§ **GIVEN PROBLEM**
Gather every line of the data below that contains the string "wheel", and copy each one in full. Case counts.

§ **RECORD LIST**
· · · ·

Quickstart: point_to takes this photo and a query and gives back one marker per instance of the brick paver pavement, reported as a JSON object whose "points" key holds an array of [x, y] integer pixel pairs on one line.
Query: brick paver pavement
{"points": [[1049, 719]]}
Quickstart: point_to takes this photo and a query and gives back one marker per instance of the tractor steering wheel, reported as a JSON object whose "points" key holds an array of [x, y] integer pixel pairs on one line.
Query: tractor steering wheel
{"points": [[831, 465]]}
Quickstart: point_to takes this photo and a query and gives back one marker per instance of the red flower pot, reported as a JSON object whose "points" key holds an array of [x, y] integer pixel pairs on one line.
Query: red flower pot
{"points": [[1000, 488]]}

· · · ·

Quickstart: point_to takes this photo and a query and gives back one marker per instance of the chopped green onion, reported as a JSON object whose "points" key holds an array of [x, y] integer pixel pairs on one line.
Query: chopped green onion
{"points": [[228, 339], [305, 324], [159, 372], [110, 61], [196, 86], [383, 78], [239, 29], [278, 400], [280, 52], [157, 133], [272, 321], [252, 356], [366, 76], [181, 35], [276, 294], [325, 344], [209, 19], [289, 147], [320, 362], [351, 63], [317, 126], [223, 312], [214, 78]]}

· · · ·

§ **CORRECT RESPONSE**
Quickstart: point_to takes this photo and a query and gives back one marker per instance of the tractor steering wheel, reported as a JSON object whose "points" key holds an array of [x, y] integer pixel pairs on one line.
Query: tractor steering wheel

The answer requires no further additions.